===== Entries shown
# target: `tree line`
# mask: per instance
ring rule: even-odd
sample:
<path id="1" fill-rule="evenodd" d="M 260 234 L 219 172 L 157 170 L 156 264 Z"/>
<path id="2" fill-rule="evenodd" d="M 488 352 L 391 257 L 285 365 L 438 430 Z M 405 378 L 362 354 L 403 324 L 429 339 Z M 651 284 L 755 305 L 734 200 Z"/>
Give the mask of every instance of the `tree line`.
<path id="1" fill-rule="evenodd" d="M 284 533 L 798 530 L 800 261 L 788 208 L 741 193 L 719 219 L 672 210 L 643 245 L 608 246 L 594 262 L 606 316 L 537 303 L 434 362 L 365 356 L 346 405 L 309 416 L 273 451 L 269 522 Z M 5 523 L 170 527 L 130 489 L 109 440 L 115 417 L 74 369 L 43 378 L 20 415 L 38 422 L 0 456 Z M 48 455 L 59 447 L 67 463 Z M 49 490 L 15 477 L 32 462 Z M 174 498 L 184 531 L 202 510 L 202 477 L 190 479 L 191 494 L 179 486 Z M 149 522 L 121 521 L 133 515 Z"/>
==========
_Exercise details_
What you should do is return the records above exactly, leaving nothing out.

_Task answer_
# target: `tree line`
# mask: per instance
ring rule: even-odd
sample:
<path id="1" fill-rule="evenodd" d="M 260 234 L 219 172 L 157 170 L 156 264 Z"/>
<path id="2" fill-rule="evenodd" d="M 488 352 L 391 257 L 285 365 L 438 430 Z M 405 378 L 362 354 L 403 324 L 429 339 Z M 651 284 L 755 305 L 734 200 Z"/>
Give the mask of every instance of the `tree line`.
<path id="1" fill-rule="evenodd" d="M 284 533 L 798 530 L 800 261 L 788 208 L 741 193 L 719 219 L 672 210 L 643 245 L 608 246 L 594 262 L 606 316 L 537 303 L 434 362 L 365 356 L 346 405 L 309 416 L 273 451 L 269 522 Z M 5 523 L 170 527 L 130 489 L 109 440 L 115 417 L 74 369 L 43 378 L 20 415 L 38 422 L 0 456 Z M 48 455 L 59 447 L 67 463 Z M 49 490 L 15 477 L 32 462 Z M 174 498 L 184 531 L 202 510 L 202 477 L 190 479 L 191 494 L 179 486 Z M 149 522 L 121 521 L 133 515 Z"/>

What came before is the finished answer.